This package was built to import location-event data, and is in its current version not designed for large datasets containing repeated measurements (e.g data from dataloggers, biotelemetric studies etc.).

Content

The process of uploading data to NaTRON using natronR consist of several steps:

Step 1. Restructure

The first step to getting your data on to NaTRON is to restructure the dataset from wide to long format to be compatible with the functions in the natronR R-package. Most datasets are punched in Excel in a wide format (ie lots of columns and few rows; see examples at the bottom of this vignette), but NaTRON and most other databases prefer the long format. This step is not covered by this package and must be done manually. We recoment looking into reshape2 and dplyr for this type of data wrangling. Your dataset should look like our example dataset:

# load data
data("setesdal")

# inspect data
head(setesdal)

# see descriptio of the data
?setesdal

Step 2. Connect

Next you need to establish a connection to the NaTRON database. Using the natron_connect function makes it easy to connect to NaTRON in R. The functions takes two arguments -- your user name and the database (defults to the sandbox). A pop-up window will appear where you are asked for your password. Save your connection to the environment so that it can be used in subsequent functions. The default is to connect to the NaTRON-sandbox (test-environment). Always test uploads to the sandbox and satisfy yourself with the result before running uploads to the production database. For connecting to the production environment use the argument "database='natron'". Example of use:

myConnection <- natron_connect("YOUR-USERNAME-HERE")

# connect to production database
myConnection <- natron_connect("YOUR-USERNAME-HERE", database="natron")

Talk to Marc Daverdin about NaTRON access.

Step 3. Make location table

Make a dataframe with your unique locations (ie unique coordinates) and additional location specific metedata such as elevation, varbatim coordinates and place names. The returned dataset is structure like the NaTRON table 'Locations' so that it can easily be uploaded later.

myLocationTable <- location_table(data = setesdal, 
                                  conn = myConnection,
                                  username = "YOUR-USERNAME-HERE")

▶ **Work to do**
Extend the natronR guide to uploading data to NaTRON, picking up right after the location_table example.

▶ **Material**

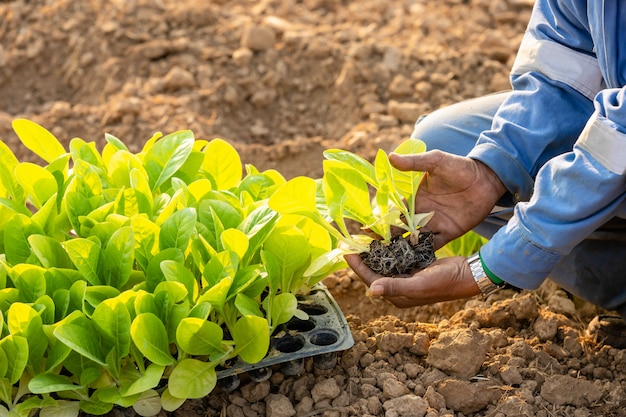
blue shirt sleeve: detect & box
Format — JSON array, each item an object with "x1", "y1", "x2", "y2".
[
  {"x1": 481, "y1": 88, "x2": 626, "y2": 289},
  {"x1": 460, "y1": 0, "x2": 626, "y2": 289}
]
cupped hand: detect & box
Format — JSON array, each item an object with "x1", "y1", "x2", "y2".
[
  {"x1": 345, "y1": 254, "x2": 480, "y2": 308},
  {"x1": 389, "y1": 150, "x2": 506, "y2": 249}
]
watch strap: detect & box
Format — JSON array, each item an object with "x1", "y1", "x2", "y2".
[{"x1": 467, "y1": 253, "x2": 502, "y2": 298}]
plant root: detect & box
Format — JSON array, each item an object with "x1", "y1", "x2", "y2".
[{"x1": 361, "y1": 232, "x2": 436, "y2": 277}]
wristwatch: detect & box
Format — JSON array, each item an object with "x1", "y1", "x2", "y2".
[{"x1": 467, "y1": 253, "x2": 503, "y2": 298}]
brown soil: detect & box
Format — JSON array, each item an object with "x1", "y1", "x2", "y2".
[{"x1": 0, "y1": 0, "x2": 626, "y2": 417}]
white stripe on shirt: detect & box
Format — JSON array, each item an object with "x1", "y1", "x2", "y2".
[
  {"x1": 576, "y1": 113, "x2": 626, "y2": 175},
  {"x1": 511, "y1": 32, "x2": 604, "y2": 100}
]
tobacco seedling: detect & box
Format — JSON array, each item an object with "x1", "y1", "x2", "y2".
[
  {"x1": 269, "y1": 139, "x2": 434, "y2": 275},
  {"x1": 0, "y1": 119, "x2": 345, "y2": 416}
]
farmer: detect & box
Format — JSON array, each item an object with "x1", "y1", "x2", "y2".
[{"x1": 346, "y1": 0, "x2": 626, "y2": 348}]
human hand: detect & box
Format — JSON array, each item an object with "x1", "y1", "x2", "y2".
[
  {"x1": 389, "y1": 150, "x2": 506, "y2": 249},
  {"x1": 345, "y1": 254, "x2": 480, "y2": 308}
]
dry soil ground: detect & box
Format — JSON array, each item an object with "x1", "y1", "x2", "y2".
[{"x1": 0, "y1": 0, "x2": 626, "y2": 417}]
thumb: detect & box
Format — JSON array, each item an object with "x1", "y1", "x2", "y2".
[
  {"x1": 389, "y1": 150, "x2": 443, "y2": 172},
  {"x1": 365, "y1": 278, "x2": 399, "y2": 297}
]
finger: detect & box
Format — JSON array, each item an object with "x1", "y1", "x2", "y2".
[
  {"x1": 344, "y1": 254, "x2": 381, "y2": 287},
  {"x1": 365, "y1": 278, "x2": 405, "y2": 298},
  {"x1": 389, "y1": 150, "x2": 444, "y2": 172}
]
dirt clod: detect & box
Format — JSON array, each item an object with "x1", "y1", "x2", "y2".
[
  {"x1": 0, "y1": 0, "x2": 626, "y2": 417},
  {"x1": 361, "y1": 232, "x2": 435, "y2": 277}
]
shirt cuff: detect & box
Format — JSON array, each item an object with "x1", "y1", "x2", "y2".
[{"x1": 480, "y1": 219, "x2": 562, "y2": 290}]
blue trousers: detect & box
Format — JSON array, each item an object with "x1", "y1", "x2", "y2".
[{"x1": 411, "y1": 92, "x2": 626, "y2": 319}]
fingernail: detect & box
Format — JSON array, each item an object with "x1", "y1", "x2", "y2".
[{"x1": 365, "y1": 285, "x2": 384, "y2": 297}]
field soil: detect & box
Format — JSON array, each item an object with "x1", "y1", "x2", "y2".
[{"x1": 0, "y1": 0, "x2": 626, "y2": 417}]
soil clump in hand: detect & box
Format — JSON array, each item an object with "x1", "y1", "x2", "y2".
[{"x1": 361, "y1": 231, "x2": 436, "y2": 277}]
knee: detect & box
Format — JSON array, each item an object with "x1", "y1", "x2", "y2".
[{"x1": 411, "y1": 110, "x2": 470, "y2": 155}]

▶ **Response to this exercise**
This step includes a manual check of correct mapping, ie that all the columns that you want to have in the location table is mapped/matched to the correct NaTRON (DwC) terms. Read the textual output from the function carefully.

Note that all you locations have also been given a UUID (unique machine readable identifier) in the locationID column.

Step 3.1. View the locations on a map

Plotting the coordinates an a map help us check that they are correctly entered.

library(ggmap)
map_locations(data = myLocationTable)

# Or plot it vertically like this:
map_locations(data = myLocationTable, vertical = T)

Step 3.2 (optional). Find existing NaTRON locations

If you know or suspect that the locations in your data already exists in NaTRON then you probably want to reuse these locations and the unique locationIDs so that you don't break up any time series data for example. radius_scan() takes as input a dataframe that contains a minimum of two columns: decimalLatitude and decimalLongitude. It then looks for coordinates in the NaTRON location table within the radius you define and returns them in another dataframe where your original coordinates and locations names are to right. The distance to the closest NaTRON location is given in km.

radius <- 8000 #setting it very high here just to make a point

# this may take a little while:
scan <- radius_scan(locationTable = myLocationTable, conn = myConnection, radius = radius) 

# If you get a return then you may want to investigate it:
View(scan)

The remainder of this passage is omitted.